▸ **TASK DETAILS**
Read the data below line by line and copy each one with "hand" in it.

▸ **SUPPLIED RECORDS**
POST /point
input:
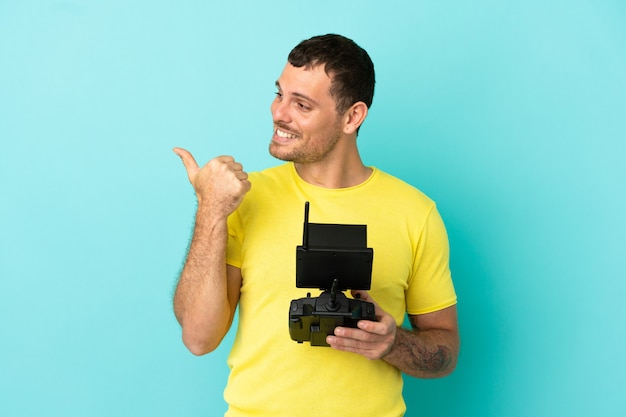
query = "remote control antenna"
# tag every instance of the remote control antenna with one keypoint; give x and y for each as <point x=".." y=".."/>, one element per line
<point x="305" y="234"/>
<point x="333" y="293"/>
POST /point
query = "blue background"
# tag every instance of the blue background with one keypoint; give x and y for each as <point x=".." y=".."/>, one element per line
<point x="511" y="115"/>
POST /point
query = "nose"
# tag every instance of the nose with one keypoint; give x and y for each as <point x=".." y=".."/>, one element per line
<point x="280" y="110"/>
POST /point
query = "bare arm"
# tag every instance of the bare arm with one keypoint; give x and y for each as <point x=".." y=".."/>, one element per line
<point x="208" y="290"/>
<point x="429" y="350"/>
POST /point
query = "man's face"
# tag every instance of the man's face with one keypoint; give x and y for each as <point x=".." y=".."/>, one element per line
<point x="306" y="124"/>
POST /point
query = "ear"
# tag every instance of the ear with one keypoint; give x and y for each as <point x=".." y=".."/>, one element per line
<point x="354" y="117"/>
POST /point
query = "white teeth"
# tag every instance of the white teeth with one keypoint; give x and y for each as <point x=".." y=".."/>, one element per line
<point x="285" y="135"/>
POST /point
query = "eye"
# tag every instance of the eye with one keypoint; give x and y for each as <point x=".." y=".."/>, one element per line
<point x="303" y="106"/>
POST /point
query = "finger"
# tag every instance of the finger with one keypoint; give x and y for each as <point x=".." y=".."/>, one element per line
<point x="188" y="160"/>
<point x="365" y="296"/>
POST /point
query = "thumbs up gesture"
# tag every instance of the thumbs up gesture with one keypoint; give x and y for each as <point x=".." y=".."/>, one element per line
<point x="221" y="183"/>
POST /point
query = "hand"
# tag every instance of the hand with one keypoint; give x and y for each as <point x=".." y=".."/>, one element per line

▸ **ANSWER TO THE PROBLEM**
query = "hand"
# tag every instance of the hand with one keypoint; give x and y for each as <point x=".." y=".."/>, one element per line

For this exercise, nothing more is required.